Task to carry out: Are you able to quote each entry exactly as written?

Input for this task:
=-=-=
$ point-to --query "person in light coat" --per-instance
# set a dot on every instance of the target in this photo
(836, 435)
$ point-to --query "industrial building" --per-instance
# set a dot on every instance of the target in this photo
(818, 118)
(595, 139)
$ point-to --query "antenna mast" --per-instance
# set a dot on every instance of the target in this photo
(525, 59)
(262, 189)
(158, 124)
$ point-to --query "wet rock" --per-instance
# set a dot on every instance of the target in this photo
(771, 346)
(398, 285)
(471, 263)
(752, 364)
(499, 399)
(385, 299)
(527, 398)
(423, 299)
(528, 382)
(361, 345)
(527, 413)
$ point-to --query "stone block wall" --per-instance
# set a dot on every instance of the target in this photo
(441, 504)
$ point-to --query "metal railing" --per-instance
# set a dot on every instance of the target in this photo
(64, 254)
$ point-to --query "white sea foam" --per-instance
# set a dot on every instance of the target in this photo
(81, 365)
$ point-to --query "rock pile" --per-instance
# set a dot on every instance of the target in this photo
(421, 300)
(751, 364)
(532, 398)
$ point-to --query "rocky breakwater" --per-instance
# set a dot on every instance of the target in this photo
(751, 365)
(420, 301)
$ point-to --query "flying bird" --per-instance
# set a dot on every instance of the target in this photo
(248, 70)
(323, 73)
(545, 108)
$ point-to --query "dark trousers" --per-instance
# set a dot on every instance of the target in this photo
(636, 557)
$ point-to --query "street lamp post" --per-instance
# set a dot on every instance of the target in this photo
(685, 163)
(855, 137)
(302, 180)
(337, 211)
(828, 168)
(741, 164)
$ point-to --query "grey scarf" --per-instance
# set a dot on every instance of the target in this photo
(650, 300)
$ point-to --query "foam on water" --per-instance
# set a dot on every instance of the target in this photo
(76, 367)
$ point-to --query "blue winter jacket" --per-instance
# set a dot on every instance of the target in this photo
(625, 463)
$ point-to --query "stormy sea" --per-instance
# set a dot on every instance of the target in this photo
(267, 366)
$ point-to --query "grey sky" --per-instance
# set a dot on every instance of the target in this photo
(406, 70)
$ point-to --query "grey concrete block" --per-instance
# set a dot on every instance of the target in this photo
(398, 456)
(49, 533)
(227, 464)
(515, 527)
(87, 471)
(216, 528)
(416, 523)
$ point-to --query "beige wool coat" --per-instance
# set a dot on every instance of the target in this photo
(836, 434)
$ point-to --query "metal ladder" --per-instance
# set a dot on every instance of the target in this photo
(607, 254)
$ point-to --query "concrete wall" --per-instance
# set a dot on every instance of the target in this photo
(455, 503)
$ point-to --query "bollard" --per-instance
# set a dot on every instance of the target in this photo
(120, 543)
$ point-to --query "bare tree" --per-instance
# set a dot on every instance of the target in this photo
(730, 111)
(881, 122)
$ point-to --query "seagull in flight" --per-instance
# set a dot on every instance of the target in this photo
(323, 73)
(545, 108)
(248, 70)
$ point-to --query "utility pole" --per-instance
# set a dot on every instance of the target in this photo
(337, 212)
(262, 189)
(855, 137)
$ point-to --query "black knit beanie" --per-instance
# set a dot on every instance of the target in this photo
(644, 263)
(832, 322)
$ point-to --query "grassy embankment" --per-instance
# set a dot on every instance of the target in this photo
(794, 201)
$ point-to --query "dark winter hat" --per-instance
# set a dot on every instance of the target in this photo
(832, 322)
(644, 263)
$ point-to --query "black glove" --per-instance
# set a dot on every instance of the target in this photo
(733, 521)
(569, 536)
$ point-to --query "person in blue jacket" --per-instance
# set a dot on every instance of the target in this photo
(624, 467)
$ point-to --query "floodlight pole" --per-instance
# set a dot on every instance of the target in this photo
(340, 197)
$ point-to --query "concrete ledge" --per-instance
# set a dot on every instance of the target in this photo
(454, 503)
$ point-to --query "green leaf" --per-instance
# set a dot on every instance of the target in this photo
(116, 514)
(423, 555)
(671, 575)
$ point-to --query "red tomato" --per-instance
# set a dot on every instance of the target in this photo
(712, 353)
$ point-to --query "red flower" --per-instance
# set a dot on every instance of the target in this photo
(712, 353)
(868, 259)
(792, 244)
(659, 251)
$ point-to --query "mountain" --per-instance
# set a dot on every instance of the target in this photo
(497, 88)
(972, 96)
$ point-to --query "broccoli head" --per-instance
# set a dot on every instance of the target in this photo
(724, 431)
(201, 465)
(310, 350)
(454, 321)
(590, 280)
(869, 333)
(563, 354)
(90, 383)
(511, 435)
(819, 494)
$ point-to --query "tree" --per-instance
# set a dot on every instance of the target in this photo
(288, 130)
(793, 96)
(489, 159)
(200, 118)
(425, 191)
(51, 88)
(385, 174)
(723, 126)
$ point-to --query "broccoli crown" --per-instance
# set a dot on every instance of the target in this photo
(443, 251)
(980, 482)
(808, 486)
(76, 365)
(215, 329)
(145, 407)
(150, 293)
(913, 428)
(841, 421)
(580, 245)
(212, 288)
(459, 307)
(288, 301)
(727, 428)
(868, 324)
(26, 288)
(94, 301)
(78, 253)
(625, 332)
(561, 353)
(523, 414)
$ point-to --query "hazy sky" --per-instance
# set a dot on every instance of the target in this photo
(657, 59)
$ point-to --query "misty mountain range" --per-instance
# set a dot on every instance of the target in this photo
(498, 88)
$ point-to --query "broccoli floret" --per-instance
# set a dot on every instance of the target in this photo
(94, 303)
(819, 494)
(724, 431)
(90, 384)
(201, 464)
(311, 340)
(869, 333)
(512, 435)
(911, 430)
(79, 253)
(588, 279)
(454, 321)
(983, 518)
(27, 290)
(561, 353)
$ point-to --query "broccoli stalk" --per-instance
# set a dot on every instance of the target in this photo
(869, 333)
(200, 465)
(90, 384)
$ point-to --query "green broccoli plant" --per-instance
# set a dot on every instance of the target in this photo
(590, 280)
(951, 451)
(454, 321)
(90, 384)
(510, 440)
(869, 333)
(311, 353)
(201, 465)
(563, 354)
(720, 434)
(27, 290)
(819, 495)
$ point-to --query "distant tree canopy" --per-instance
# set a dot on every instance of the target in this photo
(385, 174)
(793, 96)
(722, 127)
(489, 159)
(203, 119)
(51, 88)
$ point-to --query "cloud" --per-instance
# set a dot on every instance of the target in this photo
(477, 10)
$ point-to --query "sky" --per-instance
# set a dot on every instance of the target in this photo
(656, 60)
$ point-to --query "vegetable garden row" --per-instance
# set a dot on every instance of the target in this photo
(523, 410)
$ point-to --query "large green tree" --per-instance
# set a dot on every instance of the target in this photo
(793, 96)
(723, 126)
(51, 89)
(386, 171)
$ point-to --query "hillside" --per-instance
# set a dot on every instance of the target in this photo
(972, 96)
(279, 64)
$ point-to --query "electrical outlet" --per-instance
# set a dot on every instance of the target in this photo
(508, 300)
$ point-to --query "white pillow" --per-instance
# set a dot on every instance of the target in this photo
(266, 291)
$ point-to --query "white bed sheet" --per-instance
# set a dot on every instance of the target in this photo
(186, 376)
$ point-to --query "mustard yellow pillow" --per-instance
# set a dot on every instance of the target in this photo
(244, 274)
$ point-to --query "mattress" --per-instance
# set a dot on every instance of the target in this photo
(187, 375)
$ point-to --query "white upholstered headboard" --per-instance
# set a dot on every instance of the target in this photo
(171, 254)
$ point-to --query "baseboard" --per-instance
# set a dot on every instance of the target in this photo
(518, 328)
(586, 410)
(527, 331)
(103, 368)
=-=-=
Expected output:
$ point-to --query "person in light coat" --per-instance
# set a dot on every instance of the target in this photo
(836, 435)
$ point-to --query "industrial building" --per-instance
# set a dot on every instance of the target in this photo
(818, 118)
(595, 139)
$ point-to --query "antenna mast" --per-instance
# set a dot on every instance of the target in this photo
(525, 59)
(262, 189)
(158, 124)
$ point-to --query "wet rock" --per-instance
# set a dot on every instance of the target in this photo
(771, 346)
(398, 285)
(471, 263)
(752, 364)
(499, 399)
(385, 299)
(527, 398)
(423, 299)
(528, 382)
(361, 345)
(527, 413)
$ point-to --query "stone block wall" --per-instance
# set a dot on every instance of the target in this photo
(441, 504)
$ point-to --query "metal railing" --per-instance
# set a dot on every instance of the target in this photo
(64, 254)
$ point-to --query "white sea foam" --per-instance
# set a dot on every instance of the target in this photo
(81, 365)
$ point-to --query "rock pile" --per-instance
# set a dot on every instance of the target in this photo
(421, 300)
(751, 364)
(532, 398)
$ point-to --query "rocky breakwater" --per-instance
# set a dot on every instance of the target in this photo
(751, 365)
(420, 301)
$ point-to --query "flying bird" --per-instance
# set a dot on every instance of the target in this photo
(248, 70)
(323, 73)
(545, 108)
$ point-to --query "dark trousers" --per-instance
# set a dot on every instance of the target in this photo
(636, 557)
$ point-to --query "street lamp post" --per-instance
# set a dot on every instance of the target in this photo
(685, 163)
(855, 137)
(302, 180)
(337, 211)
(828, 168)
(741, 164)
$ point-to --query "grey scarf" --per-instance
# set a dot on every instance of the target in this photo
(650, 300)
$ point-to --query "foam on water" --per-instance
# set a dot on every instance of the target in this photo
(76, 367)
$ point-to --query "blue winter jacket" --per-instance
# set a dot on every instance of the target in this photo
(625, 463)
$ point-to --query "stormy sea" --per-instance
# set a dot on every instance of the target in this photo
(267, 366)
$ point-to --query "grey sky" --per-instance
# set a dot on every instance of the target in this photo
(406, 70)
$ point-to --query "grey concrete block" --per-instance
# set a dot on every instance of the target in this photo
(398, 456)
(49, 533)
(227, 464)
(515, 527)
(87, 471)
(216, 528)
(416, 523)
$ point-to --query "beige wool coat" --per-instance
# set a dot on every instance of the target in this photo
(836, 434)
$ point-to --query "metal ladder" --per-instance
# set a dot on every instance of the target in this photo
(607, 254)
$ point-to --query "concrete wall" --per-instance
# set a dot on every instance of the target in this photo
(455, 503)
$ point-to --query "bollard" --per-instance
# set a dot on every instance of the target in this photo
(120, 543)
$ point-to --query "bare tree" --per-instance
# set a dot on every instance of the target in this photo
(730, 111)
(881, 122)
$ point-to --query "seagull in flight" --per-instance
# set a dot on every instance of the target in this photo
(323, 73)
(545, 108)
(248, 70)
$ point-to --query "utility pole" --per-instance
# set a dot on every instance of the target in this photo
(337, 212)
(262, 189)
(855, 137)
$ point-to --query "black knit beanie" --per-instance
# set a dot on every instance of the target in this photo
(644, 263)
(832, 322)
$ point-to --query "grassy embankment" --per-instance
# set a dot on every instance of the target in this photo
(794, 201)
$ point-to --query "dark winter hat" --per-instance
# set a dot on every instance of the target in this photo
(832, 322)
(644, 263)
$ point-to --query "black glove" --per-instance
# set a dot on every instance of the target in this photo
(733, 521)
(569, 536)
$ point-to --query "person in blue jacket" --per-instance
# set a dot on every instance of the target in this photo
(624, 467)
$ point-to --query "floodlight pole" --per-instance
# set a dot on every instance of the target in this photo
(340, 197)
$ point-to --query "concrete ledge" --per-instance
# set a dot on every instance of the target in this photo
(454, 503)
$ point-to --query "green leaf" --per-instance
# set a dot on every instance of the target in this photo
(116, 514)
(423, 555)
(671, 575)
$ point-to --query "red tomato" --per-instance
# set a dot on every instance of the target in this photo
(712, 353)
$ point-to --query "red flower" --per-instance
# set a dot on every instance of the target in this photo
(712, 353)
(868, 259)
(792, 244)
(659, 251)
$ point-to --query "mountain" --per-instance
# set a dot on every instance of the target in this photo
(497, 88)
(972, 96)
$ point-to --query "broccoli head" --per-instance
# set a dot on every instance of the target in this photo
(724, 431)
(201, 465)
(310, 350)
(454, 321)
(590, 280)
(869, 333)
(563, 354)
(90, 383)
(511, 435)
(819, 494)
$ point-to --query "tree" --per-instance
# set a dot on every instance of the target in this photo
(288, 130)
(793, 96)
(489, 159)
(200, 118)
(425, 191)
(51, 88)
(385, 174)
(723, 126)
$ point-to --query "broccoli crown" --per-instance
# set a dot on every instance of the target in this photo
(443, 251)
(980, 482)
(808, 486)
(76, 365)
(215, 329)
(145, 407)
(150, 293)
(913, 428)
(841, 421)
(580, 245)
(212, 288)
(459, 307)
(288, 301)
(727, 428)
(868, 324)
(26, 288)
(94, 301)
(78, 253)
(625, 332)
(561, 353)
(523, 414)
$ point-to --query "hazy sky" --per-instance
# set a dot on every instance of the target in this photo
(657, 59)
$ point-to --query "misty mountain range" --per-instance
# set a dot on every instance of the target in this photo
(498, 88)
$ point-to --query "broccoli floret" --per-instance
# set a dot on every instance of the target in this photo
(94, 303)
(819, 494)
(724, 431)
(90, 384)
(201, 464)
(311, 340)
(869, 333)
(512, 435)
(911, 430)
(79, 253)
(588, 279)
(454, 321)
(983, 518)
(27, 290)
(561, 353)
$ point-to --query "broccoli stalk" --per-instance
# set a dot on every instance of the target in this photo
(869, 333)
(200, 465)
(90, 384)
$ point-to --query "green broccoli plant" --per-instance
# set a dot on every instance of the target in this photo
(590, 280)
(951, 451)
(454, 321)
(90, 384)
(510, 440)
(869, 333)
(311, 353)
(201, 465)
(563, 354)
(720, 434)
(27, 290)
(819, 495)
$ point-to --query "distant tree canopy" --per-instance
# set a dot on every instance of the target in this photo
(385, 174)
(793, 96)
(722, 127)
(489, 159)
(203, 119)
(51, 88)
$ point-to --query "cloud" --per-instance
# set a dot on every instance of the target in this photo
(477, 10)
$ point-to --query "sky" --per-instance
# set a dot on every instance of the target in this photo
(656, 60)
$ point-to --query "vegetable garden row" --per-instance
# set a dot on every instance of the target in this photo
(523, 410)
$ point-to --query "large green tree" --per-instance
# set a dot on every instance of the target in this photo
(793, 96)
(723, 126)
(51, 89)
(386, 171)
$ point-to --query "hillside" --per-instance
# set a dot on every instance of the target in this photo
(972, 96)
(279, 64)
$ point-to --query "electrical outlet" --per-instance
# set a dot on every instance of the target in this photo
(508, 300)
$ point-to --query "white pillow" --per-instance
# set a dot on every instance of the target in this photo
(266, 291)
$ point-to --query "white bed sheet" --per-instance
# set a dot on every instance of the target in this photo
(186, 376)
$ point-to --query "mustard yellow pillow" --per-instance
# set a dot on every instance of the target in this photo
(244, 274)
$ point-to --query "mattress" --per-instance
# set a dot on every instance of the target in this photo
(187, 375)
$ point-to --query "white upholstered headboard" --per-instance
# set a dot on every instance of the target in this photo
(171, 254)
$ point-to --query "baseboard" --per-instance
# set a dot on every instance of the target in this photo
(518, 328)
(586, 410)
(527, 331)
(103, 368)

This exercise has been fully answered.